─── Material to process

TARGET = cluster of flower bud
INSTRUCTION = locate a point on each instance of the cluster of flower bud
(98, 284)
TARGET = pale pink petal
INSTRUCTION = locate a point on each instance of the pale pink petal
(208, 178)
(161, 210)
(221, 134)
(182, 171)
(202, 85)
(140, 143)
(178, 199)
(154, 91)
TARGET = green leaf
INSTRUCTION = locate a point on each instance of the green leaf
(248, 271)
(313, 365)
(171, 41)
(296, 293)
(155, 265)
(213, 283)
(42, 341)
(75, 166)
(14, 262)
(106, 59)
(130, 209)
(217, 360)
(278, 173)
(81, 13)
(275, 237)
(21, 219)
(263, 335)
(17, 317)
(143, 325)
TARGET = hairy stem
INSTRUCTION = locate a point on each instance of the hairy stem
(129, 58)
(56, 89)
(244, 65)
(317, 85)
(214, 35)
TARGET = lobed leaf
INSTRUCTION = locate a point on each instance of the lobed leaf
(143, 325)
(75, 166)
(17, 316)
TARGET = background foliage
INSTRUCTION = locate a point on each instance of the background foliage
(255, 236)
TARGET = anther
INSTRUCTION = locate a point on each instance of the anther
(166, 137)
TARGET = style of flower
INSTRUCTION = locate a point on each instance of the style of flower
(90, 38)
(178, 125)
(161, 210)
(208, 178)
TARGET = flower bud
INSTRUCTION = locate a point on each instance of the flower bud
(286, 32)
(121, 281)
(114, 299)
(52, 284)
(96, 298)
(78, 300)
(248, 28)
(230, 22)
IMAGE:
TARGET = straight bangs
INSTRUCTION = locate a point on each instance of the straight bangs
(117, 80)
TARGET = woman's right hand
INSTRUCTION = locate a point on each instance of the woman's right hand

──────

**Problem statement:** Reproduce every item above verbatim, line for line, without altering anything.

**Task result:**
TARGET = cluster of flower bud
INSTRUCTION = locate a point on each instance of the cluster of flower bud
(98, 284)
TARGET = pale pink petal
INSTRUCTION = locate a point on each instance of the pale pink petal
(208, 178)
(161, 210)
(221, 134)
(182, 171)
(202, 85)
(140, 143)
(178, 199)
(154, 91)
TARGET = green leaf
INSTRUCTION = locate a point on each instance of the green leaf
(248, 271)
(313, 365)
(171, 41)
(296, 293)
(155, 265)
(213, 283)
(42, 341)
(75, 166)
(14, 262)
(106, 59)
(130, 209)
(217, 360)
(278, 173)
(81, 13)
(275, 237)
(21, 219)
(263, 335)
(17, 317)
(143, 325)
TARGET = hairy stem
INSTRUCTION = locate a point on each instance of the hairy stem
(129, 58)
(56, 89)
(244, 65)
(317, 85)
(214, 35)
TARGET = lobed leaf
INSTRUCTION = locate a point on each instance of the lobed leaf
(143, 325)
(75, 166)
(17, 316)
TARGET = background foliage
INSTRUCTION = locate a point on each instance of the background foliage
(255, 236)
TARGET = anther
INSTRUCTION = locate a point on each instance of the anther
(166, 137)
TARGET = style of flower
INSTRUCTION = locate a point on each instance of the style of flower
(90, 38)
(178, 125)
(161, 210)
(208, 178)
TARGET = flower bud
INSTRUCTION = locate a point on each instance of the flower bud
(286, 32)
(121, 281)
(114, 299)
(52, 284)
(96, 298)
(78, 300)
(248, 28)
(230, 22)
IMAGE:
TARGET = straight bangs
INSTRUCTION = locate a point on each instance of the straight bangs
(117, 80)
TARGET = woman's right hand
INSTRUCTION = locate a point on each instance of the woman's right hand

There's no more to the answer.